* [Task objective]: Without including any images, reproduce each entry exactly.

* [Records provided]:
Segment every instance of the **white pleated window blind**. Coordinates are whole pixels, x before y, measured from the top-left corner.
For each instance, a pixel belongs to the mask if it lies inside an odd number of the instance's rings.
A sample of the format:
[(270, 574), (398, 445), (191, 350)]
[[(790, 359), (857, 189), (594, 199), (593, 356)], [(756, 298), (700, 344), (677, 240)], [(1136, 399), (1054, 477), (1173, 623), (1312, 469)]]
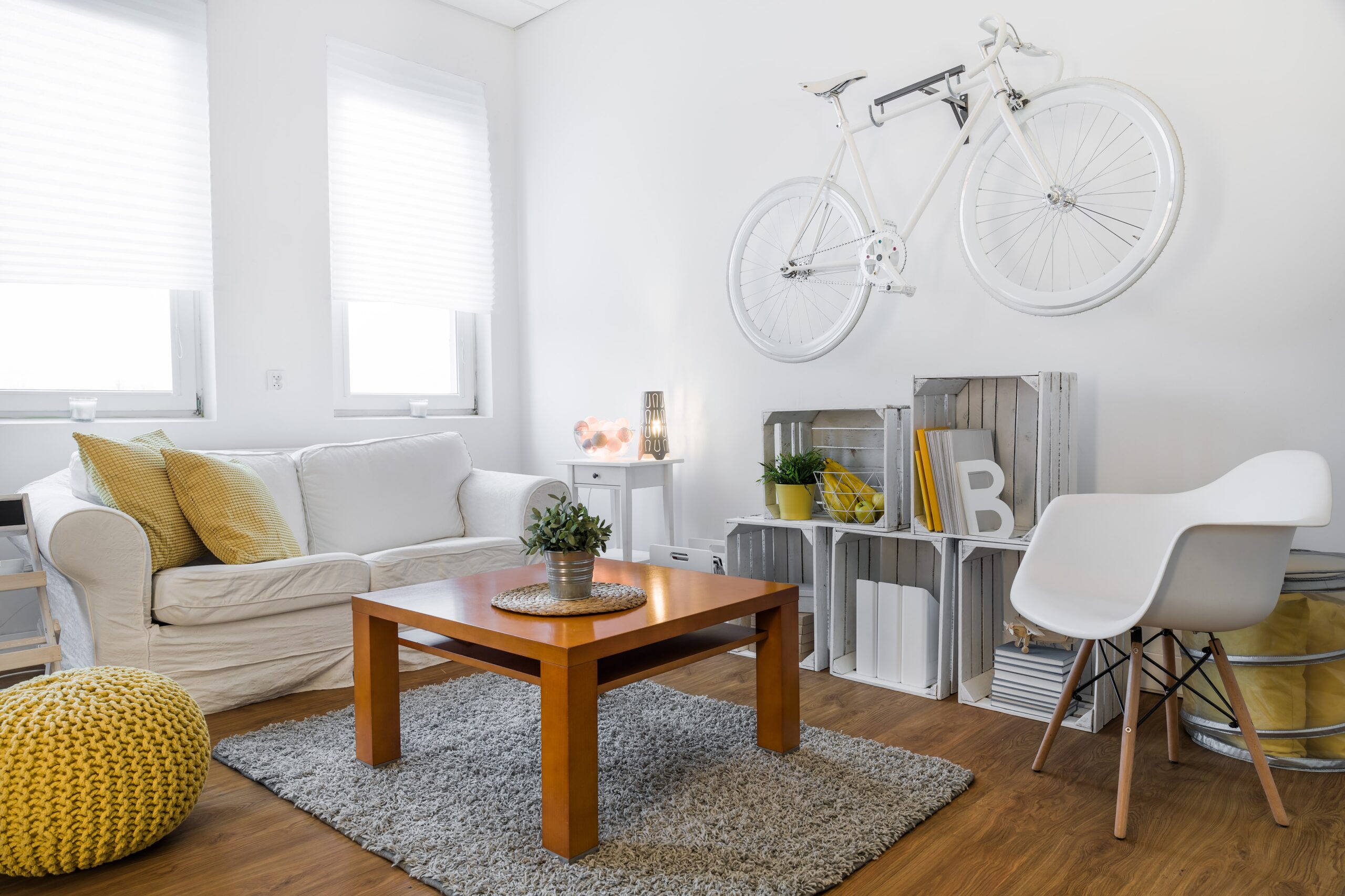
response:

* [Complete response]:
Segment every instance of the **white pleated window blind**. Coordinates are whole pixels, x before y, measured from the top-left corner.
For each instance, a pixel belongs to the mask if it lies inside an odd number of the instance's rings.
A sample of the format:
[(270, 574), (398, 445), (191, 350)]
[[(790, 359), (857, 189), (594, 199), (593, 356)], [(756, 298), (700, 344), (677, 240)], [(1136, 399), (1054, 477), (1173, 623), (1312, 469)]]
response:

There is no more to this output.